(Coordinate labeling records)
....................
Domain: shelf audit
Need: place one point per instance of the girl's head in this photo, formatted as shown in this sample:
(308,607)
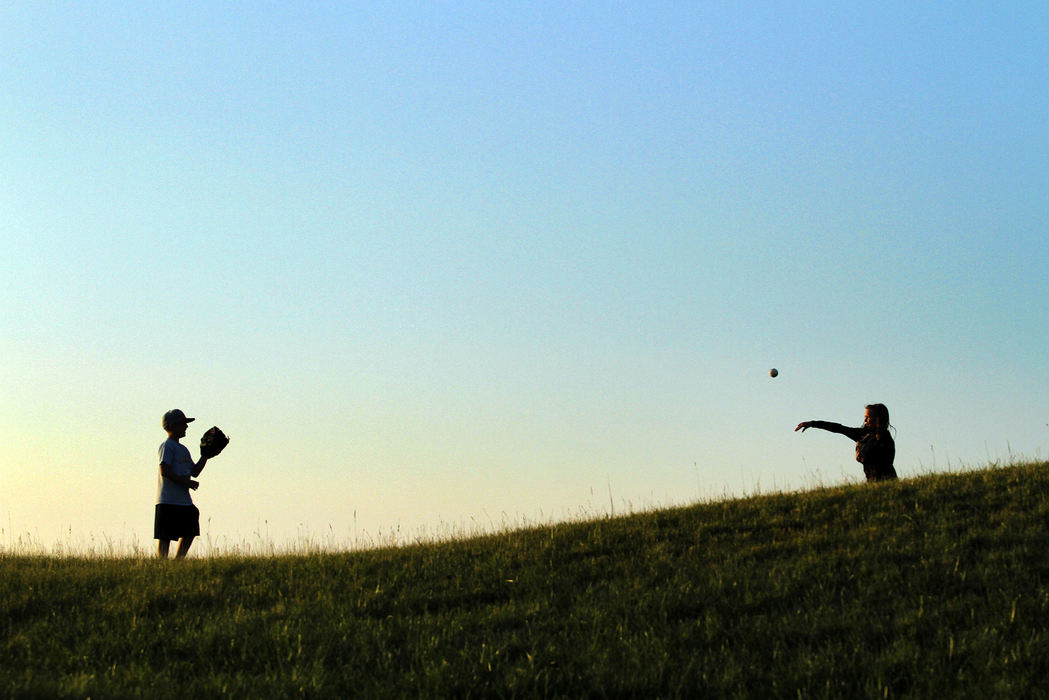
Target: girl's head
(876,417)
....................
» Objective
Rewrite the records above with every "Domain" changed to "Category" and everything else kept the same. Leave the pictures out.

» Result below
Category: shelf audit
Need: place one point per instance of the girl's head in this photo, formatted as shown in this sample:
(308,607)
Target: girl's head
(876,417)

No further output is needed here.